### Excerpted passage:
_____
Coming from a different political place than Tony Blair and Christopher Hitchens but sounding some of the same notes (see this post), British-Dutch writer Ian Buruma gets prickly about Radical Chic, vintage 2006:
The left has a proud tradition of defending political freedoms, at home and abroad. But this tradition is in danger of being lost when western intellectuals indulge in power worship. Applause for autocrats undermines the morale of people who insist on fighting for their freedoms Leftists were largely sympathetic, and rightly so, to critics of Berlusconi and Thaksin, even though neither was a dictator. Both did, of course, support American foreign policy. But when democracy is endangered, the left should be equally hard on rulers who oppose the US. Failure to do so encourages authoritarianism everywhere, including in the West itself, where the frivolous behaviour of a dogmatic left has already allowed neoconservatives to steal all the best lines. [emphasis mine]
Buruma is calling for a “loyal opposition.”
Unfortunately, “progressives” and the netroots don’t recognize such a stance: they have decreed that unless you’re against All Things Bush, you’re part of the problem, not part of the solution.
_____
In the post about Ian Buruma, what kind of opposition is Buruma said to be calling for?
_____
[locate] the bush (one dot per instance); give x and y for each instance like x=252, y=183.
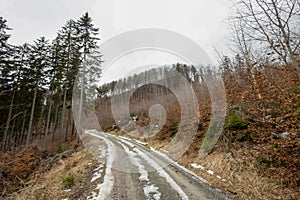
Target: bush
x=69, y=181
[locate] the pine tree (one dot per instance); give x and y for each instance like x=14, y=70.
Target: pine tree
x=39, y=68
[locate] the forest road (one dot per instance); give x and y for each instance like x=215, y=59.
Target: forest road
x=134, y=171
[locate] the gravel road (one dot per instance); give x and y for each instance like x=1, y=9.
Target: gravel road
x=134, y=171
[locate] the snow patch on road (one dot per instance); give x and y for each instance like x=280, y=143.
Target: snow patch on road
x=178, y=165
x=152, y=191
x=163, y=174
x=107, y=185
x=140, y=142
x=137, y=162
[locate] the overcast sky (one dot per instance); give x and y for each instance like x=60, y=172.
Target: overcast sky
x=200, y=20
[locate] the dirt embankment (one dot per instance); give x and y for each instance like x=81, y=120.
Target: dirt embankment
x=34, y=174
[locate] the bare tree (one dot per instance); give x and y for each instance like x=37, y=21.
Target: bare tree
x=272, y=25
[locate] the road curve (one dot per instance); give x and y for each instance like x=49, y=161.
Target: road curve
x=133, y=171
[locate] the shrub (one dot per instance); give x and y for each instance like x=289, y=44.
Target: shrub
x=69, y=181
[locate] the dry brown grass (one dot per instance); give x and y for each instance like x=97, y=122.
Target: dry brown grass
x=238, y=177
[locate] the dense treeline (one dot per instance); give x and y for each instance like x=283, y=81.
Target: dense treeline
x=36, y=82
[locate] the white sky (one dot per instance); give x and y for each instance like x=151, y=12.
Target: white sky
x=200, y=20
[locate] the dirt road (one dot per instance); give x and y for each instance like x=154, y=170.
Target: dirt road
x=133, y=171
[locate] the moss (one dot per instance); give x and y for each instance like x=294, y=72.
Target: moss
x=234, y=122
x=244, y=135
x=173, y=129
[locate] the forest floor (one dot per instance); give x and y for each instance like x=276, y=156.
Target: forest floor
x=35, y=174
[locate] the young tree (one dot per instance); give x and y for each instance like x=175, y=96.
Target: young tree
x=273, y=25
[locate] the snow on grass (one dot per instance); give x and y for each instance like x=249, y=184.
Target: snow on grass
x=152, y=192
x=194, y=165
x=107, y=185
x=163, y=174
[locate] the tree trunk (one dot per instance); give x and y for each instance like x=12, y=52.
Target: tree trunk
x=29, y=134
x=63, y=112
x=5, y=137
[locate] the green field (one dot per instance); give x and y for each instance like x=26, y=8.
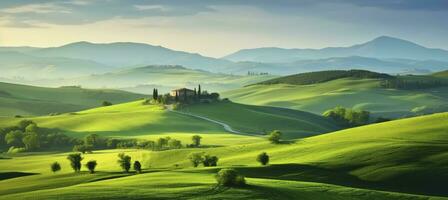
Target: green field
x=365, y=94
x=30, y=100
x=380, y=161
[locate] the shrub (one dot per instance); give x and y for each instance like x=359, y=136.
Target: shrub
x=75, y=161
x=275, y=137
x=91, y=165
x=55, y=167
x=263, y=158
x=196, y=159
x=137, y=166
x=230, y=177
x=196, y=140
x=210, y=161
x=106, y=103
x=124, y=161
x=16, y=150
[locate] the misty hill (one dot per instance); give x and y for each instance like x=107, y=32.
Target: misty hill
x=382, y=47
x=125, y=54
x=163, y=77
x=22, y=66
x=324, y=76
x=30, y=100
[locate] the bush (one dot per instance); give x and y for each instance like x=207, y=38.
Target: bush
x=91, y=165
x=55, y=167
x=75, y=161
x=196, y=159
x=106, y=103
x=124, y=161
x=137, y=166
x=230, y=177
x=275, y=137
x=210, y=161
x=16, y=150
x=263, y=158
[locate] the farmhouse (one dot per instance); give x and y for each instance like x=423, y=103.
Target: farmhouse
x=181, y=92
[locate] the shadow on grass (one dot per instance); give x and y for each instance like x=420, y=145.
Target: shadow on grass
x=9, y=175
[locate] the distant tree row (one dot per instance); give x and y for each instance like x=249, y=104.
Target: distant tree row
x=28, y=136
x=94, y=142
x=413, y=83
x=348, y=117
x=124, y=161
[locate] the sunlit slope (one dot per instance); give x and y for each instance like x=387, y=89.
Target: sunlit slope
x=30, y=100
x=348, y=92
x=263, y=119
x=404, y=155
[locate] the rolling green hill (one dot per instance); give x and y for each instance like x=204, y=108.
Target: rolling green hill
x=443, y=74
x=368, y=162
x=357, y=93
x=262, y=119
x=163, y=77
x=29, y=100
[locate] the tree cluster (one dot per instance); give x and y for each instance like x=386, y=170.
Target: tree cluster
x=348, y=117
x=28, y=136
x=198, y=158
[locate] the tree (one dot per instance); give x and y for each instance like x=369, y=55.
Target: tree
x=230, y=177
x=32, y=128
x=174, y=144
x=14, y=138
x=75, y=161
x=55, y=167
x=275, y=137
x=93, y=140
x=124, y=161
x=137, y=166
x=196, y=159
x=196, y=140
x=210, y=161
x=91, y=166
x=31, y=141
x=263, y=158
x=24, y=123
x=106, y=103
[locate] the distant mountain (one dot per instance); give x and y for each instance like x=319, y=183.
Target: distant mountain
x=382, y=48
x=163, y=77
x=126, y=54
x=14, y=65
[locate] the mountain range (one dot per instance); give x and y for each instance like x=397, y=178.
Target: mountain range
x=85, y=61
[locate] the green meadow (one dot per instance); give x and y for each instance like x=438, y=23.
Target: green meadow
x=363, y=94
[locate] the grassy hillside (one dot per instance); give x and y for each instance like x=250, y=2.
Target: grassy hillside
x=355, y=93
x=29, y=100
x=261, y=119
x=324, y=76
x=405, y=156
x=163, y=77
x=443, y=74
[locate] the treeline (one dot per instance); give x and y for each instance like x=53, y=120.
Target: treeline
x=348, y=117
x=95, y=142
x=28, y=136
x=407, y=83
x=324, y=76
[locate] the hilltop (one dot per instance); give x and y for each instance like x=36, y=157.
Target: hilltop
x=30, y=100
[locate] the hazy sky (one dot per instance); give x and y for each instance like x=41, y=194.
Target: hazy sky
x=217, y=28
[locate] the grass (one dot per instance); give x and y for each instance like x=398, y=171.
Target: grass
x=380, y=161
x=362, y=94
x=30, y=100
x=262, y=119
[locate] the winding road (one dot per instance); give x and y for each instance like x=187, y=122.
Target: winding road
x=224, y=125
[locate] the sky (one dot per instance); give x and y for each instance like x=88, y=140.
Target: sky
x=219, y=27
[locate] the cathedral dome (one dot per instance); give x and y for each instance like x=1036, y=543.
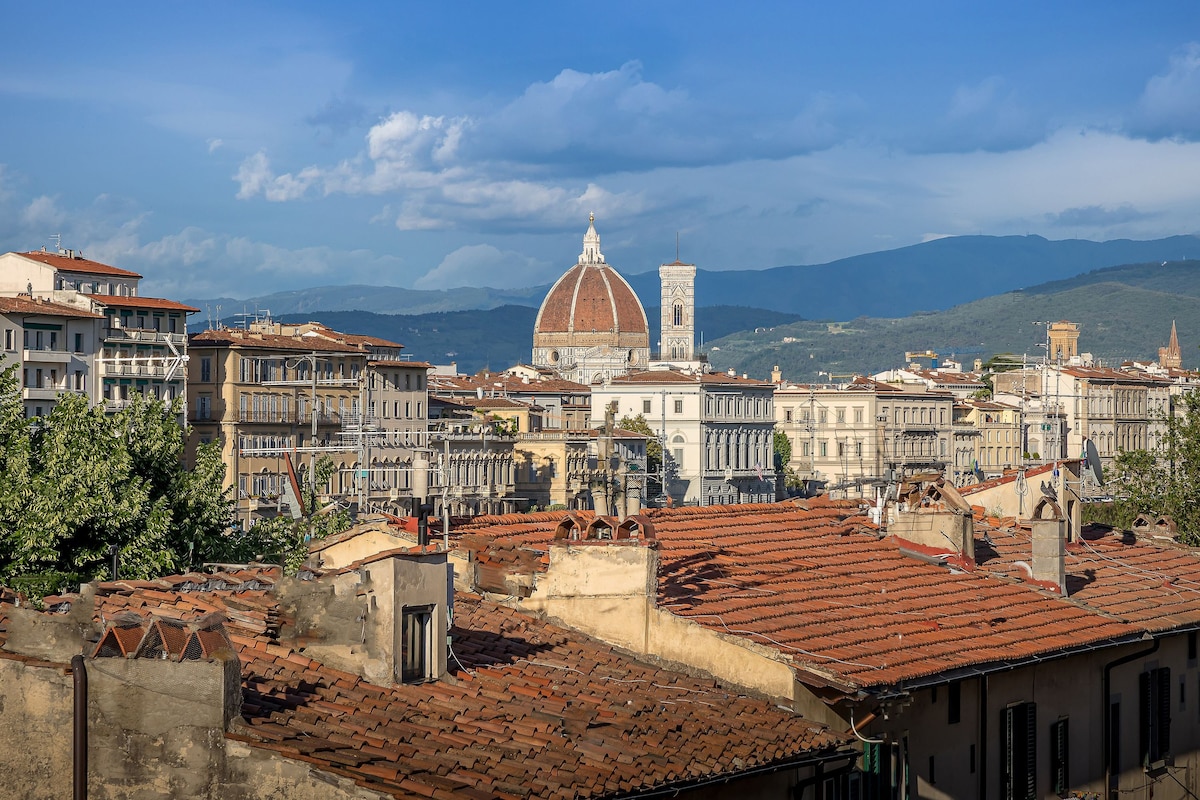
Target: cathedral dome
x=592, y=298
x=591, y=322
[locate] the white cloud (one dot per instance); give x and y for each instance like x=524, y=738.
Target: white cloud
x=1170, y=103
x=42, y=212
x=255, y=176
x=479, y=265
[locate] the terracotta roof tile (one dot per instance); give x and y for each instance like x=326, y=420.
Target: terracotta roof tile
x=29, y=306
x=535, y=710
x=839, y=602
x=142, y=302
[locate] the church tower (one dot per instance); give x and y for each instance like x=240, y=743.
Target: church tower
x=1170, y=356
x=677, y=332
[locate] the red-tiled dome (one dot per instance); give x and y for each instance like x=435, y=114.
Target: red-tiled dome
x=591, y=296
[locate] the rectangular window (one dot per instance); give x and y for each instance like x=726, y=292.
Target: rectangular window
x=1060, y=779
x=417, y=645
x=1155, y=715
x=1018, y=753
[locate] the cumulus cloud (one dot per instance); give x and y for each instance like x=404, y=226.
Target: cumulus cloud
x=1170, y=103
x=42, y=212
x=478, y=265
x=255, y=176
x=505, y=170
x=988, y=115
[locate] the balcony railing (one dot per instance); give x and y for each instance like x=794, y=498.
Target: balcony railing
x=265, y=416
x=157, y=370
x=46, y=354
x=144, y=336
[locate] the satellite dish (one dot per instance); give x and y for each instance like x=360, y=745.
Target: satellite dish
x=1092, y=461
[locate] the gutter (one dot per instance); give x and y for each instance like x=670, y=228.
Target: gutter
x=808, y=761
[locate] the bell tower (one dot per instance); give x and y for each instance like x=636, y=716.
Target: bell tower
x=678, y=316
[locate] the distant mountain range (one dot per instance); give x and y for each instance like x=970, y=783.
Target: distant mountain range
x=497, y=337
x=930, y=276
x=1123, y=312
x=965, y=296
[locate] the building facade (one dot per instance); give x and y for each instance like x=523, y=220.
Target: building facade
x=591, y=325
x=106, y=341
x=850, y=437
x=715, y=431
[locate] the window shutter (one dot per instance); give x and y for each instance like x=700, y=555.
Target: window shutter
x=1145, y=731
x=1030, y=773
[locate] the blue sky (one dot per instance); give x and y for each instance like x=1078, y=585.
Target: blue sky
x=238, y=149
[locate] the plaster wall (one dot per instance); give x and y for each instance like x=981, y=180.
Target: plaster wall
x=964, y=758
x=17, y=272
x=607, y=591
x=355, y=548
x=155, y=732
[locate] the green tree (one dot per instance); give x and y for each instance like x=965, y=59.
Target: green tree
x=286, y=540
x=783, y=449
x=1165, y=480
x=78, y=483
x=653, y=444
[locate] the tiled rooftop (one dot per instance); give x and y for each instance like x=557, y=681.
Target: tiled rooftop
x=30, y=306
x=69, y=264
x=819, y=585
x=1152, y=584
x=531, y=711
x=142, y=302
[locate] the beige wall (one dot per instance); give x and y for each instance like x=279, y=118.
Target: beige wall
x=1062, y=687
x=154, y=732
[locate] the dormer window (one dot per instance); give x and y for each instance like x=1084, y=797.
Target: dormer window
x=417, y=636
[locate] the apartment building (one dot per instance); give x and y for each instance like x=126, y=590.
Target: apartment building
x=1067, y=404
x=105, y=340
x=564, y=404
x=849, y=437
x=271, y=390
x=717, y=432
x=54, y=346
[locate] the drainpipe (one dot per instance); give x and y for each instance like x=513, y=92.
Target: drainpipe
x=1104, y=708
x=982, y=756
x=79, y=762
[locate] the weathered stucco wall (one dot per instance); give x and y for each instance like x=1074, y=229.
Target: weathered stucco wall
x=609, y=591
x=155, y=732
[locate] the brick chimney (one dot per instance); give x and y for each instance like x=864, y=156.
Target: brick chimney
x=1049, y=530
x=384, y=618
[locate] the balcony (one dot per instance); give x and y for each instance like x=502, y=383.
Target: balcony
x=45, y=355
x=148, y=370
x=40, y=394
x=263, y=416
x=119, y=335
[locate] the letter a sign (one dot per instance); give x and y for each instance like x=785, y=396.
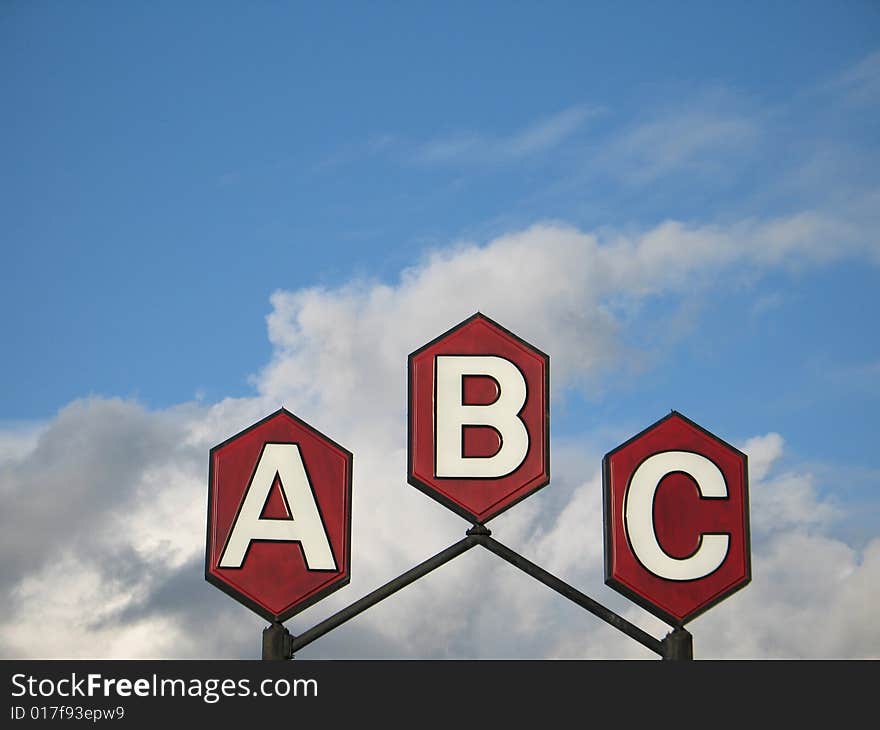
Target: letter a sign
x=279, y=516
x=478, y=419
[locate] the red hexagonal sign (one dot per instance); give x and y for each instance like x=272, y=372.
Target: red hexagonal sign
x=479, y=419
x=676, y=519
x=279, y=516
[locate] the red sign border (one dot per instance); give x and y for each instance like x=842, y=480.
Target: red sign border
x=233, y=592
x=608, y=528
x=427, y=489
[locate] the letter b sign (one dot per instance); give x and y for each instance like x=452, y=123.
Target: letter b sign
x=478, y=419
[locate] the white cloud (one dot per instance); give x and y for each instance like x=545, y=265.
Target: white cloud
x=104, y=540
x=473, y=148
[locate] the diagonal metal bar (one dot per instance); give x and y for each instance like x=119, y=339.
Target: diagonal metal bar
x=571, y=593
x=381, y=593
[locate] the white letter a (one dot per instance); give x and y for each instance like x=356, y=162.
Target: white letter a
x=305, y=527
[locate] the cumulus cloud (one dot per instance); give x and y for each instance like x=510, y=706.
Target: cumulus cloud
x=103, y=544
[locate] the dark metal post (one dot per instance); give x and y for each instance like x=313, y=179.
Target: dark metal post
x=572, y=594
x=277, y=642
x=678, y=645
x=381, y=593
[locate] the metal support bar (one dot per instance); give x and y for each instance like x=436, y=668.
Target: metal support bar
x=381, y=593
x=678, y=645
x=572, y=594
x=277, y=642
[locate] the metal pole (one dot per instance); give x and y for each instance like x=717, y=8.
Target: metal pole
x=678, y=645
x=381, y=593
x=572, y=594
x=276, y=642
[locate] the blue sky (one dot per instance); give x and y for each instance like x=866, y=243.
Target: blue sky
x=170, y=168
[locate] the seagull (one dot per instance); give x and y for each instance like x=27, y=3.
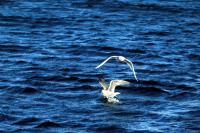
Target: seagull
x=121, y=59
x=109, y=91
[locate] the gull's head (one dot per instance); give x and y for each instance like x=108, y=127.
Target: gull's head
x=107, y=93
x=121, y=58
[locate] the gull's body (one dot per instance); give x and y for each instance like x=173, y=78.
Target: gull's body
x=121, y=59
x=108, y=91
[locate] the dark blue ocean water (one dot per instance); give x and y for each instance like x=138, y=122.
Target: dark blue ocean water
x=49, y=51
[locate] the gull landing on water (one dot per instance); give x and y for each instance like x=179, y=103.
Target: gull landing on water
x=109, y=91
x=122, y=59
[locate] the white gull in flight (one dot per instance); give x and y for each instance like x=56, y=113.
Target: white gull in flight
x=121, y=59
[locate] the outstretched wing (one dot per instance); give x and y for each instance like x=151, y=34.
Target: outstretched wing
x=115, y=83
x=130, y=64
x=106, y=61
x=103, y=84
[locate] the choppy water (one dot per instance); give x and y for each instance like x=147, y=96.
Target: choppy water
x=49, y=51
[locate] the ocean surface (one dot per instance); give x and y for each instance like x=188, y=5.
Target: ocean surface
x=49, y=51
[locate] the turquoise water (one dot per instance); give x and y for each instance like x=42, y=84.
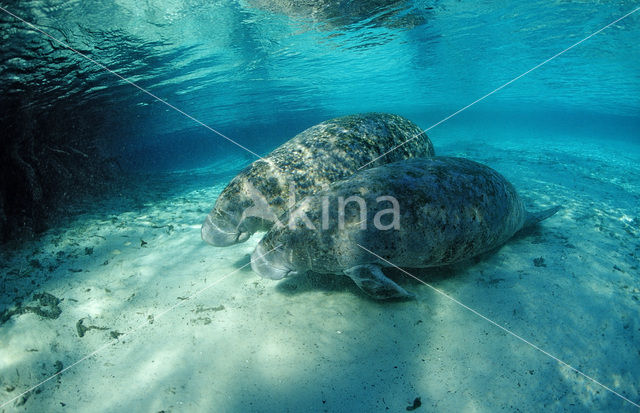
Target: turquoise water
x=259, y=72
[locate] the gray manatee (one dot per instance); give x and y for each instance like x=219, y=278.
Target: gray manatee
x=328, y=152
x=448, y=210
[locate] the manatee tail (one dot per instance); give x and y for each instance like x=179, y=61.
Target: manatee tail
x=535, y=217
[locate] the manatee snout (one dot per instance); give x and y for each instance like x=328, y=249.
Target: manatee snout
x=270, y=264
x=220, y=233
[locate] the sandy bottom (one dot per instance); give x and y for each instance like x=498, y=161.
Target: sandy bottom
x=157, y=320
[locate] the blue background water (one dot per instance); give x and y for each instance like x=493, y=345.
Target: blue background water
x=259, y=72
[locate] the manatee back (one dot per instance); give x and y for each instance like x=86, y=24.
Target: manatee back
x=325, y=153
x=450, y=209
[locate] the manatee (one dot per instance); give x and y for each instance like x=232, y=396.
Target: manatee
x=448, y=210
x=328, y=152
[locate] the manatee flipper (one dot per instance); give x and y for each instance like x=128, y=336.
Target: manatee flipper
x=535, y=217
x=372, y=281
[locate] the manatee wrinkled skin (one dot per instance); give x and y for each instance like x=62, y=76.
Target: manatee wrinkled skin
x=325, y=153
x=450, y=209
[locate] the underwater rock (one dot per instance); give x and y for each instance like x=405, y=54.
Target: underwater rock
x=325, y=153
x=81, y=329
x=46, y=307
x=539, y=262
x=342, y=13
x=448, y=210
x=417, y=402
_____
### Solution:
A "loyal opposition."